** BEGIN EXERCISE DATA **
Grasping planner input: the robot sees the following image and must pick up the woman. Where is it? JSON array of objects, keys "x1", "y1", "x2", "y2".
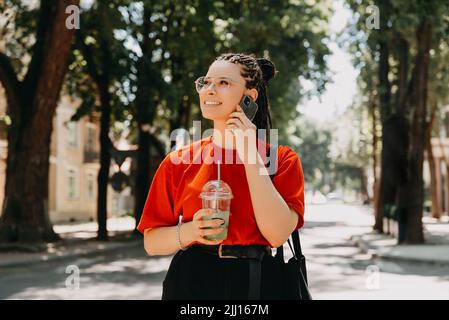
[{"x1": 137, "y1": 53, "x2": 304, "y2": 299}]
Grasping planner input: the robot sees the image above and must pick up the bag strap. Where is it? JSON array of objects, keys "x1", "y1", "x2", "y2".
[{"x1": 266, "y1": 145, "x2": 303, "y2": 260}]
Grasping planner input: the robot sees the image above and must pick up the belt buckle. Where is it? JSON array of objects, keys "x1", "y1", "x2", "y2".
** END EXERCISE DATA **
* _TASK INSTRUCTIONS_
Transcribe every one of the lines above word for word, leaving the pictures out of your answer.

* _FINISHED EXERCISE_
Grasping planner input: the robot sees the following image and must pick up the woman. Where is it? JSON array of objects, keys "x1", "y1", "x2", "y2".
[{"x1": 137, "y1": 53, "x2": 304, "y2": 299}]
Grasping planner input: the robot sees the image above and must pick up the bag strap. Where is it? JSON array of objects, keys "x1", "y1", "x2", "y2".
[{"x1": 266, "y1": 145, "x2": 303, "y2": 260}]
Grasping planner input: the robot sees the image above and must pick up the belt buckle. Where is it? JSON array of objects, keys "x1", "y1", "x2", "y2".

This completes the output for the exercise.